PROBLEM DETAILS: Rewrite the items below, replacing every "alligator" with "crocodile" and changing nothing else. Leave the pictures out.

#### LISTED ENTRIES ####

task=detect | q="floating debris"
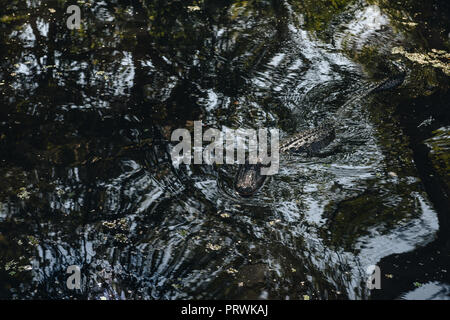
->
[392,47,450,76]
[187,6,200,12]
[227,268,238,274]
[269,219,281,226]
[220,213,230,218]
[17,187,30,200]
[206,243,222,251]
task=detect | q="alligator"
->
[234,72,406,197]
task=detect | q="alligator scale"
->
[234,73,406,197]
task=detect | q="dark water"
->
[0,0,450,299]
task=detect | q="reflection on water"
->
[0,1,448,299]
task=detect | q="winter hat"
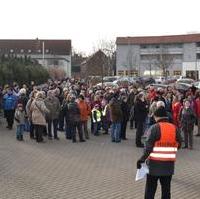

####

THE SOLUTION:
task=detect | q="floating debris"
->
[392,47,450,76]
[187,6,200,12]
[227,268,238,274]
[269,219,281,226]
[220,213,230,218]
[17,187,30,200]
[206,243,222,251]
task=detect | q="crocodile"
->
[234,72,406,197]
task=detect | q="crocodile scale"
->
[234,73,406,197]
task=detect | q="dark water"
->
[0,0,450,299]
task=detect | q="reflection on water"
->
[0,1,448,299]
task=detect | q="winter hat"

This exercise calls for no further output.